<<<<
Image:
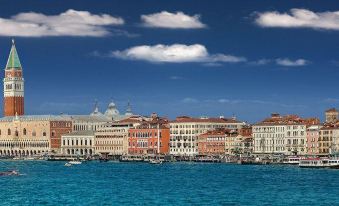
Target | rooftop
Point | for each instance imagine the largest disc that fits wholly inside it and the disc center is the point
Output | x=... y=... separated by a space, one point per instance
x=80 y=133
x=13 y=61
x=183 y=119
x=290 y=119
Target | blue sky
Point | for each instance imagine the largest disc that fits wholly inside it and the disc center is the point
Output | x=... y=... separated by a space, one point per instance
x=199 y=58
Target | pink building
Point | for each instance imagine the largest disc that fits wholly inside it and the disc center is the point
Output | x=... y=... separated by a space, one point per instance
x=312 y=136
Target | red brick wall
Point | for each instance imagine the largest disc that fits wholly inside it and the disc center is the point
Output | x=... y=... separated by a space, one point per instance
x=13 y=105
x=152 y=141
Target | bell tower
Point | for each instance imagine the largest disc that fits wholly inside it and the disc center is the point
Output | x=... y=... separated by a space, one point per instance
x=13 y=85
>>>>
Instructions for the task: Each line above should be set down exactly as written, with pictures excluded.

Your solution:
Image:
Target | rooftop
Point | for each instance imagine the largest disc that fits wholly inside it and the disc center is the point
Output | x=... y=... separated by a space, one point per instance
x=80 y=133
x=13 y=61
x=183 y=119
x=290 y=119
Target | blue sky
Point | for each instance imagine the largest disc that fits wholly inside it and the disc center is the point
Output | x=... y=... separated by a space, one point per instance
x=199 y=58
Target | pink building
Point | for each instance imagine the largest disc that fits wholly inside it and the disc center is the point
Output | x=... y=... separated by a space, one point per instance
x=312 y=136
Target | red brick wall
Point | for each instance imagine the largest disc that fits wholly inside it and the disc center is the point
Output | x=... y=... separated by a space, one point per instance
x=13 y=105
x=152 y=141
Target | bell tower
Point | for each instance imagine the largest disc that fits wholly inside it and the disc center is the point
Output | x=... y=... separated by a space, one point per instance
x=13 y=85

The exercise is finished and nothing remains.